— Begin —
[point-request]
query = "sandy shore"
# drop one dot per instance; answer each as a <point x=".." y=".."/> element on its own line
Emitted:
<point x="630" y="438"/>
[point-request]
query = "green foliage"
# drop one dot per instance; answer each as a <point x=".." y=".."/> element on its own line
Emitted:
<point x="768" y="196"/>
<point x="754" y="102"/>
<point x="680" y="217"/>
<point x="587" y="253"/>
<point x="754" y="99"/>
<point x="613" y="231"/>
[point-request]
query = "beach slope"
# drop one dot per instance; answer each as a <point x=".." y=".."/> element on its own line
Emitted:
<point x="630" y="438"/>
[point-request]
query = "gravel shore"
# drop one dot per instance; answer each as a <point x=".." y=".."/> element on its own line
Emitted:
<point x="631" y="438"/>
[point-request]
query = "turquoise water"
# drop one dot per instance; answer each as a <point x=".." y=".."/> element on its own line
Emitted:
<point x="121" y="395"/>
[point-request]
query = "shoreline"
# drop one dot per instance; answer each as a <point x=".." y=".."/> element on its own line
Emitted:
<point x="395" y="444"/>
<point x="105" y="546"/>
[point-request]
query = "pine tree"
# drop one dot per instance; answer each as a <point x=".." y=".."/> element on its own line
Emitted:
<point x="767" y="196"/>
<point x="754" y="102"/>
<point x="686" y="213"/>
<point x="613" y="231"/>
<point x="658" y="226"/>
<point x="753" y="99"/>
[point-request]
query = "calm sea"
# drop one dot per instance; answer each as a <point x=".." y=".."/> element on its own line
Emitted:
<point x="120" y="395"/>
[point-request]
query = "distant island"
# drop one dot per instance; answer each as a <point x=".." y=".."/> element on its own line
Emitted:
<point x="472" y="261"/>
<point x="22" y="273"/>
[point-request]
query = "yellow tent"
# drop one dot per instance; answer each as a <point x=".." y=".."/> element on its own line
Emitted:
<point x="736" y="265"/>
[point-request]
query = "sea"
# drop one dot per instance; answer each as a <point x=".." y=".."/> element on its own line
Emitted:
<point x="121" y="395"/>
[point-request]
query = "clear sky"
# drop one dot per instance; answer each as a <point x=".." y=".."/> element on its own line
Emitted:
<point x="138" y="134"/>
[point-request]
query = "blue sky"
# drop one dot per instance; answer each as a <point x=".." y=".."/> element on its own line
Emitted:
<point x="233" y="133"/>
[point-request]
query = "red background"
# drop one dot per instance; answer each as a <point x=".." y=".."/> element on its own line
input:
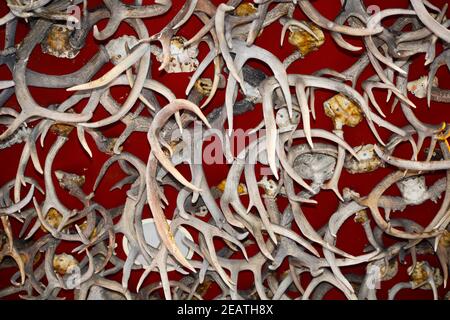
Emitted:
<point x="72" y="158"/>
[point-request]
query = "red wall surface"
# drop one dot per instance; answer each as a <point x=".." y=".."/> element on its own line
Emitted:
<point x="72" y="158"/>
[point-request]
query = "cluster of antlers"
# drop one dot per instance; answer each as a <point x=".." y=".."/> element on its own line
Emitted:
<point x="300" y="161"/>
— End —
— Begin —
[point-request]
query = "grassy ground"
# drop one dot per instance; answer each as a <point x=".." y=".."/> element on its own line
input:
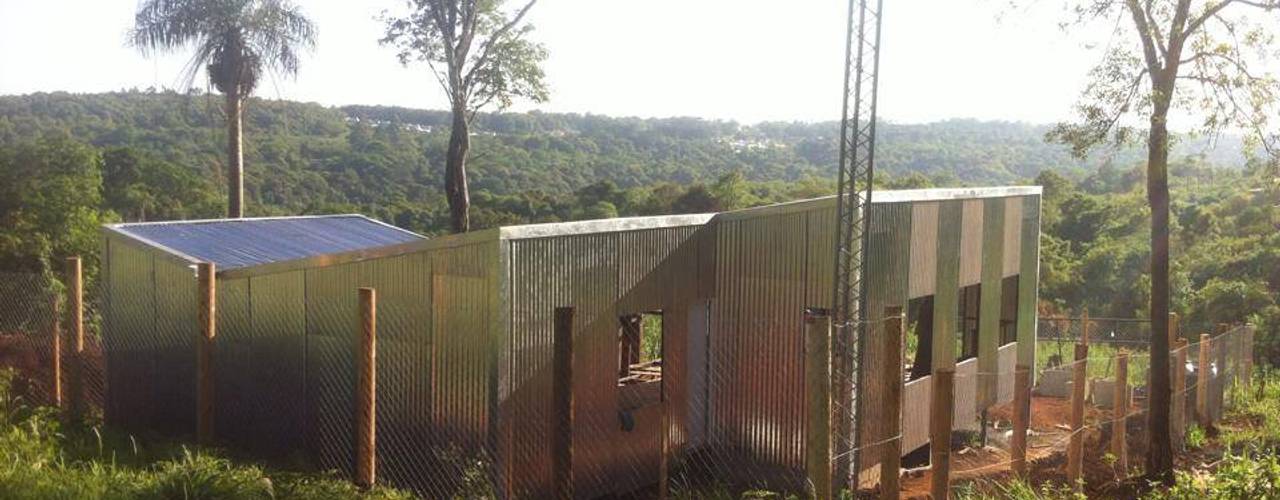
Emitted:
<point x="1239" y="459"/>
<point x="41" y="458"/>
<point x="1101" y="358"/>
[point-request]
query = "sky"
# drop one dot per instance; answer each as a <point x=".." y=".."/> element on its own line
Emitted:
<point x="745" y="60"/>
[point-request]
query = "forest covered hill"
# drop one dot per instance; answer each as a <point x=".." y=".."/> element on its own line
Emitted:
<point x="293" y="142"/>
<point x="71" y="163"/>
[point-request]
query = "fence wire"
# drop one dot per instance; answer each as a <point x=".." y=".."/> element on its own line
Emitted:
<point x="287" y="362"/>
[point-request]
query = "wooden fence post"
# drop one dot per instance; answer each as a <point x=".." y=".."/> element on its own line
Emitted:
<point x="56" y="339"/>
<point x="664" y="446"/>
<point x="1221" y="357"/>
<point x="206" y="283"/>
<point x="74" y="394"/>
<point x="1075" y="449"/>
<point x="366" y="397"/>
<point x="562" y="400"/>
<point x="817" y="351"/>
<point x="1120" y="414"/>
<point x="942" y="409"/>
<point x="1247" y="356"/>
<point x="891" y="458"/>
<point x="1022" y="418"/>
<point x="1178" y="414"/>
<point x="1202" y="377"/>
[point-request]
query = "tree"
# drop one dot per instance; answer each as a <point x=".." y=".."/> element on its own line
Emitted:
— End —
— Begin —
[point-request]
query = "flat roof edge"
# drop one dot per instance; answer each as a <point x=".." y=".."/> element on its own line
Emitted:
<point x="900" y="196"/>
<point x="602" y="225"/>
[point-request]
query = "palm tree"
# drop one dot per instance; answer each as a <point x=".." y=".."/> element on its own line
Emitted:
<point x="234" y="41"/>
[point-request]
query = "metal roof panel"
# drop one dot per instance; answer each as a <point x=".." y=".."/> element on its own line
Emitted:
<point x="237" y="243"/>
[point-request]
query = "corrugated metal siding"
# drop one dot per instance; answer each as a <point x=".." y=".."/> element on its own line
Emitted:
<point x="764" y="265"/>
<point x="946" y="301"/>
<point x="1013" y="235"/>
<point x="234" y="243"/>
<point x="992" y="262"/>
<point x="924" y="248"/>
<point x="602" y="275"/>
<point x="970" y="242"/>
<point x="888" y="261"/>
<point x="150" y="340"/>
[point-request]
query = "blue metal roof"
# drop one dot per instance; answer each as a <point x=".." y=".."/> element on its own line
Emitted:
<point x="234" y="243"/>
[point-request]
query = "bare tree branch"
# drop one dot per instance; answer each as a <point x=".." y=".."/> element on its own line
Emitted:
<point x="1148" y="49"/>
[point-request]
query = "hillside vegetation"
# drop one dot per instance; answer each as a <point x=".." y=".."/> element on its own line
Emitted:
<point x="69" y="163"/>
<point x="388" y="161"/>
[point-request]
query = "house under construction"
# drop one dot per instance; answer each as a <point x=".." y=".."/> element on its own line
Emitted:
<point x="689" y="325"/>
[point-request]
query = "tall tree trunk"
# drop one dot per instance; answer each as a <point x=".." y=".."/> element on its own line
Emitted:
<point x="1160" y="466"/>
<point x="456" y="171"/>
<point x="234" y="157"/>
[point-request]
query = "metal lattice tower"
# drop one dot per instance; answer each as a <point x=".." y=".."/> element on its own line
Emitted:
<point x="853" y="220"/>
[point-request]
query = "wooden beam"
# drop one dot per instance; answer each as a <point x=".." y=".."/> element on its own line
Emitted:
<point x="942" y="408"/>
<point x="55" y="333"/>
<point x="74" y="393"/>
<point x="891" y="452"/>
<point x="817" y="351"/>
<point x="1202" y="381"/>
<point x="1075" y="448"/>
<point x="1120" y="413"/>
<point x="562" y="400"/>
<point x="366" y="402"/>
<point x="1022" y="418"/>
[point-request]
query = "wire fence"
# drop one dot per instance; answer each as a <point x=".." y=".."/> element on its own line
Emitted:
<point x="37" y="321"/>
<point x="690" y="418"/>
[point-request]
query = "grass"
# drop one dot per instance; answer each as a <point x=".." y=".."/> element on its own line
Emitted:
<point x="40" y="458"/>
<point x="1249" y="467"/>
— End —
Your goal ▸ Collect every line of the items above that contains the string "tree" and list those lines.

Task result ▸
query = "pine tree"
query = "tree"
query = "palm tree"
query = "bare tree branch"
query = "tall tree trunk"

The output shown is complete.